[[ QUOTED PASSAGE open ]]

The Parent Interview for Autism-Clinical Version (PIA-CV): a measure of behavioral change for young children with autism.
The PIA-CV parent interview gives BCBAs a simple, repeatable way to spot real gains in toddler social-communication skills.
01Research in Context
What this study did
Katz et al. (2003) built a parent interview called the PIA-CV. It asks parents about social and communication behaviors in toddlers with autism.
They checked if the answers stay steady over time and if the tool picks up real changes as kids grow from age 2 to 4.
What they found
The PIA-CV scores hang together well. Parents give consistent answers when asked again.
The interview catches small, real shifts in eye contact, pointing, and back-and-forth play across the toddler years.
How this fits with other research
Wetterneck et al. (2006) also built a parent interview, but theirs hunts for extra disorders like ADHD and OCD in school-age kids. Both tools trust parent words, yet each serves a different job.
Doughty et al. (2015) used a parent interview in a hospital to map crisis behaviors in older youth. Their Iceberg tool and the PIA-CV both turn parent stories into data, showing the method works across settings and ages.

[[ QUOTED PASSAGE closed ]]

Copy out the entire PIA-CV study summary word for word. The entries that follow the study summary are not needed for anything here.

[[ SUPPLIED RECORDS open ]]

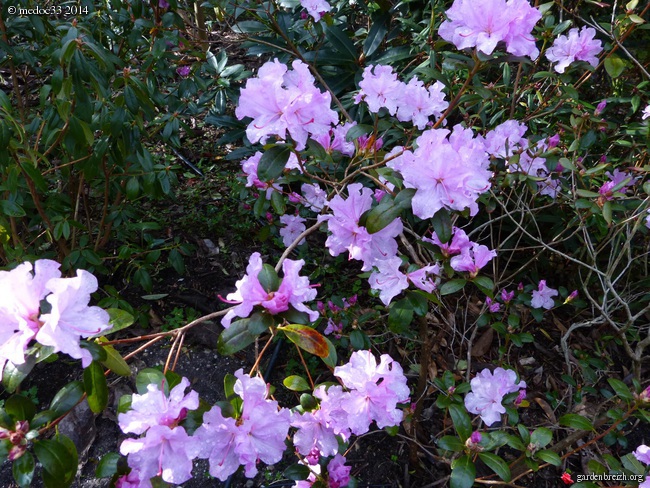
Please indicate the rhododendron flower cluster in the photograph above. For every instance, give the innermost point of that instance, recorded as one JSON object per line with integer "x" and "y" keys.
{"x": 579, "y": 45}
{"x": 543, "y": 296}
{"x": 68, "y": 320}
{"x": 294, "y": 290}
{"x": 348, "y": 235}
{"x": 316, "y": 8}
{"x": 166, "y": 450}
{"x": 488, "y": 389}
{"x": 410, "y": 102}
{"x": 485, "y": 23}
{"x": 281, "y": 101}
{"x": 257, "y": 435}
{"x": 447, "y": 172}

[[ SUPPLIED RECORDS closed ]]

### SOLUTION FOR THIS TASK:
The Parent Interview for Autism-Clinical Version (PIA-CV): a measure of behavioral change for young children with autism.
The PIA-CV parent interview gives BCBAs a simple, repeatable way to spot real gains in toddler social-communication skills.
01Research in Context
What this study did
Katz et al. (2003) built a parent interview called the PIA-CV. It asks parents about social and communication behaviors in toddlers with autism.
They checked if the answers stay steady over time and if the tool picks up real changes as kids grow from age 2 to 4.
What they found
The PIA-CV scores hang together well. Parents give consistent answers when asked again.
The interview catches small, real shifts in eye contact, pointing, and back-and-forth play across the toddler years.
How this fits with other research
Wetterneck et al. (2006) also built a parent interview, but theirs hunts for extra disorders like ADHD and OCD in school-age kids. Both tools trust parent words, yet each serves a different job.
Doughty et al. (2015) used a parent interview in a hospital to map crisis behaviors in older youth. Their Iceberg tool and the PIA-CV both turn parent stories into data, showing the method works across settings and ages.